**Task prompt:**
Once the line containing "of the green" is located, give it again exactly, together with each line that follows it to the end of the entries, and add nothing else.
────
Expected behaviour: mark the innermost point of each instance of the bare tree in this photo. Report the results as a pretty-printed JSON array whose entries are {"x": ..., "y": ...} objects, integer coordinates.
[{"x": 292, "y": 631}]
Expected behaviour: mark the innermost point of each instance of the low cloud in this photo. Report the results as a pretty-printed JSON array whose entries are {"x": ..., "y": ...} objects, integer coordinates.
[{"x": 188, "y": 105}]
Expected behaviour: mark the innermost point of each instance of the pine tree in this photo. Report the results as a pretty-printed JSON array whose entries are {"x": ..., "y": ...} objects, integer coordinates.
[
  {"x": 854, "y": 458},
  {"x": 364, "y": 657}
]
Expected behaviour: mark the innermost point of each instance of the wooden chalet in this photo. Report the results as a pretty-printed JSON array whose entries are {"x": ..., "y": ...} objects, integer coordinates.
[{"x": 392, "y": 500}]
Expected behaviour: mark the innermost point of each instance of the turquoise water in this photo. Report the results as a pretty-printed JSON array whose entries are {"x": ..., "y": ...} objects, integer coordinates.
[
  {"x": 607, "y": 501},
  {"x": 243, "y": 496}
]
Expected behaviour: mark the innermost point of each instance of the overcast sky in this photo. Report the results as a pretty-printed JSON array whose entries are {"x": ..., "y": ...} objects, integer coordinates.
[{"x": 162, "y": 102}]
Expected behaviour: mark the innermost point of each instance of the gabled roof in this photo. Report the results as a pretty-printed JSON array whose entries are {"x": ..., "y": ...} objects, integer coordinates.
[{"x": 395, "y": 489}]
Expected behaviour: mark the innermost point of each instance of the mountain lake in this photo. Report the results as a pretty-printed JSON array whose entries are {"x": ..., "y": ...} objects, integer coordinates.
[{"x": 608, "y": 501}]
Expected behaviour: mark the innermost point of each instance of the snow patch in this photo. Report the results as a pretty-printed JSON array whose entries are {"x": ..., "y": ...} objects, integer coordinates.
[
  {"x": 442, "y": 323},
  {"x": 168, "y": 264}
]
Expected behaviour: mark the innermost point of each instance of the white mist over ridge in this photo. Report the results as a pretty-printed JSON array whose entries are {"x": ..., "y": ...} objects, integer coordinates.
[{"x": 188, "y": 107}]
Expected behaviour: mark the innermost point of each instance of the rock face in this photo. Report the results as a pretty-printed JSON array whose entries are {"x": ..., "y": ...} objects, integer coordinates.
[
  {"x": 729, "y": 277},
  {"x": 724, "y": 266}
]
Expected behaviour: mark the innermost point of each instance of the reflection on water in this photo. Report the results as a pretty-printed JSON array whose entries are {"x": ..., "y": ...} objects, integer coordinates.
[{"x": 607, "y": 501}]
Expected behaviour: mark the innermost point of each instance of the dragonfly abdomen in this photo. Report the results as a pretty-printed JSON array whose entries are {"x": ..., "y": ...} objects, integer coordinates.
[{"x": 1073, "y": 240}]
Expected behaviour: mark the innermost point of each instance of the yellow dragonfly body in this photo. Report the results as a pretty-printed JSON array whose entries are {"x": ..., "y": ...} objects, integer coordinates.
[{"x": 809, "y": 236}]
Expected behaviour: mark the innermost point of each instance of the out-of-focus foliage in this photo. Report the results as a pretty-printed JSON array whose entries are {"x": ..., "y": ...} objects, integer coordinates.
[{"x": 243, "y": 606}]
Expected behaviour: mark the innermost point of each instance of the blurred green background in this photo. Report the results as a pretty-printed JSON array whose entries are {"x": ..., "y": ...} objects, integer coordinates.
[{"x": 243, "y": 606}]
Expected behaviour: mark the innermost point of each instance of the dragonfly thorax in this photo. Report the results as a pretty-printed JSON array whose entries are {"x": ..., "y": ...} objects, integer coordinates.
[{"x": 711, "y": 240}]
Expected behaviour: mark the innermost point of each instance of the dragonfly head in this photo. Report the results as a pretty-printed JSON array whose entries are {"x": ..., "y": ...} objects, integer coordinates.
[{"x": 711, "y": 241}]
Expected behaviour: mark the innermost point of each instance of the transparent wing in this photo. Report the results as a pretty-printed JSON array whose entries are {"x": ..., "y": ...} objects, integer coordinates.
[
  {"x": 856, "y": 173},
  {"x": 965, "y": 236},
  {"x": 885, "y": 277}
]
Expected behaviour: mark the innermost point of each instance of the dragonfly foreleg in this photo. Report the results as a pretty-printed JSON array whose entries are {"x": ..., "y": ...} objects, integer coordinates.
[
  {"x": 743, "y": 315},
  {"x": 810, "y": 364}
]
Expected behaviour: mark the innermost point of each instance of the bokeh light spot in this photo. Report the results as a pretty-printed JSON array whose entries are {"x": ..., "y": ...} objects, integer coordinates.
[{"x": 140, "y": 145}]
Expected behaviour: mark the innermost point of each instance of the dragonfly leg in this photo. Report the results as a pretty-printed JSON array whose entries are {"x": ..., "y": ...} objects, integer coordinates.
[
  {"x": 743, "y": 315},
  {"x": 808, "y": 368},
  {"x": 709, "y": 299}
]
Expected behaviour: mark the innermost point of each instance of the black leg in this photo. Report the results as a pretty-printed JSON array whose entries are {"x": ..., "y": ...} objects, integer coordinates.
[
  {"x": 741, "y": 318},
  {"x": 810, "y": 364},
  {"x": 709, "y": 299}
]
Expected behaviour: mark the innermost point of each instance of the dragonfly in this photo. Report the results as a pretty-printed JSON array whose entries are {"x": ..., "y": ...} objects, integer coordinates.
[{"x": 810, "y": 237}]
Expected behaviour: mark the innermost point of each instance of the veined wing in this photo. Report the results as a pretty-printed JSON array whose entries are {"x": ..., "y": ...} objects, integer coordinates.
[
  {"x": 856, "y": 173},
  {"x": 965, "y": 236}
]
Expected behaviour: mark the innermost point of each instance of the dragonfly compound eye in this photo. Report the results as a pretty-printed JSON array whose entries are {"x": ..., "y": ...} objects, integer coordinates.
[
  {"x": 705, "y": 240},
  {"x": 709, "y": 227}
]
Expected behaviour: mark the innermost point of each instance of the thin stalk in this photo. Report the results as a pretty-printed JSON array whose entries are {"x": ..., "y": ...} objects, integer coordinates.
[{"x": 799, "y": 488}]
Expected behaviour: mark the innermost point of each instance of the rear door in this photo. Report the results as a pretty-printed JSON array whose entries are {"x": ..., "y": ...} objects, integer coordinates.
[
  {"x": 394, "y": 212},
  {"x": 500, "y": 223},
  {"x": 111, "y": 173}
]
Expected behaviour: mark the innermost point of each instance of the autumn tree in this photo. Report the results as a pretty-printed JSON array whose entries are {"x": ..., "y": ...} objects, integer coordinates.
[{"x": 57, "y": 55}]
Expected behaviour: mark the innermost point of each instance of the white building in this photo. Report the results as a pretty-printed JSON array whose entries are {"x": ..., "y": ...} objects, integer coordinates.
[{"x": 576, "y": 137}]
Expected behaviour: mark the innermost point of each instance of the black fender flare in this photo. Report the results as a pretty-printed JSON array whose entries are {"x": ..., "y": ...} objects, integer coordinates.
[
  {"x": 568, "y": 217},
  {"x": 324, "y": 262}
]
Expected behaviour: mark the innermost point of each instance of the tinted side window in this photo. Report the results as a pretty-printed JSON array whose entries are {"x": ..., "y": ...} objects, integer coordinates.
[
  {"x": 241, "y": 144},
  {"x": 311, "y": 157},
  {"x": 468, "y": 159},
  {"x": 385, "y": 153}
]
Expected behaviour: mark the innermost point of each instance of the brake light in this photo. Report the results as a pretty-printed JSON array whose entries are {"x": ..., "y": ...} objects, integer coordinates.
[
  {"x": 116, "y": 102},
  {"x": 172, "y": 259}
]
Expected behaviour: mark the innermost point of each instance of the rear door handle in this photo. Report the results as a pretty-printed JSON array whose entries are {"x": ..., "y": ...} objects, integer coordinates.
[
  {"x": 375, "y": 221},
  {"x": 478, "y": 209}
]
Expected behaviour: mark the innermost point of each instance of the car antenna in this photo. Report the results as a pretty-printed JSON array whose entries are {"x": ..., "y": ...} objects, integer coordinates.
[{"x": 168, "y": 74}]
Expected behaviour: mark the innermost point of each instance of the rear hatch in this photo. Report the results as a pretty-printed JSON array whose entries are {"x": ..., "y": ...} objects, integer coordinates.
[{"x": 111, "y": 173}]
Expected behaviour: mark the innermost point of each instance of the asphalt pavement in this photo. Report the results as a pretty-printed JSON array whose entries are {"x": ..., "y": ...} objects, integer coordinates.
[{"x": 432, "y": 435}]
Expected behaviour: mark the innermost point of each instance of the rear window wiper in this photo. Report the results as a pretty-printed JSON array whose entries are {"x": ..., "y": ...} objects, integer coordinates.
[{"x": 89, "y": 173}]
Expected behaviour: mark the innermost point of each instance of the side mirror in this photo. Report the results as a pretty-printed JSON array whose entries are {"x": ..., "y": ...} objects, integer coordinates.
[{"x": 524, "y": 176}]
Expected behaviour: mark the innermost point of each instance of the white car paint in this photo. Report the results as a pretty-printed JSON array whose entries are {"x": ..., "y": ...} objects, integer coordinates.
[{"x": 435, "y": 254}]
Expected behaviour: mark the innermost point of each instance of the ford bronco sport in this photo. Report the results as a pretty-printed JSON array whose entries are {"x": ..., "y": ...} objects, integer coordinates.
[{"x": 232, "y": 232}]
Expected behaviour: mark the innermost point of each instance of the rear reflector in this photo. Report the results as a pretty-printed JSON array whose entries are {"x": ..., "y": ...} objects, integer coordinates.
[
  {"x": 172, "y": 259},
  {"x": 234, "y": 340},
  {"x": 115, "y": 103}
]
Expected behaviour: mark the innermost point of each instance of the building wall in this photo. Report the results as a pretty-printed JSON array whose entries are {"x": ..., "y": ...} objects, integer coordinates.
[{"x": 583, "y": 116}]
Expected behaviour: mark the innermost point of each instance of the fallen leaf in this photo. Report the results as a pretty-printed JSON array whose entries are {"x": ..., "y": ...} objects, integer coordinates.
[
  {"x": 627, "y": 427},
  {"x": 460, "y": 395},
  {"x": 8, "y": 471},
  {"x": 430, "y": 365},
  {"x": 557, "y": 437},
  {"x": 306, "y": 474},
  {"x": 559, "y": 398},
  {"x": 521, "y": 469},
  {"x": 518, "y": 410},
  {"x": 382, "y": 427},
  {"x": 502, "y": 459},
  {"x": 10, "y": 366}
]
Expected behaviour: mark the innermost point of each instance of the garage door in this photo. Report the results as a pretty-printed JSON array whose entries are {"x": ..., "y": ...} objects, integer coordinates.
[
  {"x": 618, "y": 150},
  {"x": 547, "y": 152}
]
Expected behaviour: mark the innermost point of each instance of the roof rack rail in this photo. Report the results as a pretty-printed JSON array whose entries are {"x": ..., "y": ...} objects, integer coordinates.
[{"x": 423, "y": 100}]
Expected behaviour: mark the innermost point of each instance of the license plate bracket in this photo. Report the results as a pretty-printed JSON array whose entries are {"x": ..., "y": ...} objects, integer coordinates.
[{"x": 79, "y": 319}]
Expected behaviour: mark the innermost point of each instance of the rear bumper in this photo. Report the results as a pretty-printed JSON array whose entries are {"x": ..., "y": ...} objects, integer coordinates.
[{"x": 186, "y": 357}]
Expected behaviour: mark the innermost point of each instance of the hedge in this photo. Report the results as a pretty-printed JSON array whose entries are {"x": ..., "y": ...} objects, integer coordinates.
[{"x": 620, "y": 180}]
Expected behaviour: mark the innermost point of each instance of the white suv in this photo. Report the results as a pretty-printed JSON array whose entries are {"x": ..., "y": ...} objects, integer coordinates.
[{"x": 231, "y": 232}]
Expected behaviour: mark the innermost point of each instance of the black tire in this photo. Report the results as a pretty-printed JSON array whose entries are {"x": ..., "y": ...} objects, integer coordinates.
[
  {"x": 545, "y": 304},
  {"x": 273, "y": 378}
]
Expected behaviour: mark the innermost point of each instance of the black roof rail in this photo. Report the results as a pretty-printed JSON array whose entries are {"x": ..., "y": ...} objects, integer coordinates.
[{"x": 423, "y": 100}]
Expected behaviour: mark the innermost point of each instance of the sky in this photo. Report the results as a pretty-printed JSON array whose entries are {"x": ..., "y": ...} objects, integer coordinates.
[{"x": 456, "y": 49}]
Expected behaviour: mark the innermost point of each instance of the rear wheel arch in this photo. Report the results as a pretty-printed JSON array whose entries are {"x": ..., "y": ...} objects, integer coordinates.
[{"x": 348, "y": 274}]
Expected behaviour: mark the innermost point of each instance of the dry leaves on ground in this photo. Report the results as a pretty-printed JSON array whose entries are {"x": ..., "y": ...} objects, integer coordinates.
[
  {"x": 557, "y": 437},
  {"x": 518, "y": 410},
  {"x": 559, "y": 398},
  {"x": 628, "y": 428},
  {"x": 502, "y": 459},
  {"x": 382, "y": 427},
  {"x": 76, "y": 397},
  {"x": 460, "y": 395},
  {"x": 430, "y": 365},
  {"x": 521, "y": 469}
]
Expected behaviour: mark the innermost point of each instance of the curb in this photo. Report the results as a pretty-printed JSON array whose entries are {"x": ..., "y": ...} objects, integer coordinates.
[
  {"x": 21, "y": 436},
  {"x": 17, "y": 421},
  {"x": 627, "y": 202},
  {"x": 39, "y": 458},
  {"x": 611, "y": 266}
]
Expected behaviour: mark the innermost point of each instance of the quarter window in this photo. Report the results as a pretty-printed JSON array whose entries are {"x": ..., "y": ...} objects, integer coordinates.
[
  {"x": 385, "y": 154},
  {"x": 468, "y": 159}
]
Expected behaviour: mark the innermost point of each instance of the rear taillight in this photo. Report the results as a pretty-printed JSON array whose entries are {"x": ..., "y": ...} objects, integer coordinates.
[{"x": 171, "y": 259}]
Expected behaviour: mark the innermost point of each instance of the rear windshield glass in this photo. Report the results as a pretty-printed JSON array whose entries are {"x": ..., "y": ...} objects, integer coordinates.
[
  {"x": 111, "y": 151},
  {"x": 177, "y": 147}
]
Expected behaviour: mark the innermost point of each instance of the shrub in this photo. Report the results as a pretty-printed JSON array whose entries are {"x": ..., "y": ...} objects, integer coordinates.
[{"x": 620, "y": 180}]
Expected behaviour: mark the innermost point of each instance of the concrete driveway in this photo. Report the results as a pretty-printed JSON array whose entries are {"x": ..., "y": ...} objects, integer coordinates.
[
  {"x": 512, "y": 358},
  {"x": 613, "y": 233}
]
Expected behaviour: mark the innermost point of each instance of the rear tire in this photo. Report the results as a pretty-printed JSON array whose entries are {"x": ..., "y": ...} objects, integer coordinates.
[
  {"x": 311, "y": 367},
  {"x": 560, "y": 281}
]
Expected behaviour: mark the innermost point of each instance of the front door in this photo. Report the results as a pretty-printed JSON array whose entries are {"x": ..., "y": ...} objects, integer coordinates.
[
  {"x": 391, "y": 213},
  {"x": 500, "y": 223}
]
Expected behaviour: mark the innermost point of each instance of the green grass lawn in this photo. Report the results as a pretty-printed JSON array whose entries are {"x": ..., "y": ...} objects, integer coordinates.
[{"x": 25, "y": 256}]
────
**Exercise output:**
Expected behaviour: mark the innermost point of each instance of the green grass lawn in this photo. Report the results as a pretty-printed JSON array whose entries are {"x": ..., "y": ...} objects, integer coordinates.
[{"x": 25, "y": 256}]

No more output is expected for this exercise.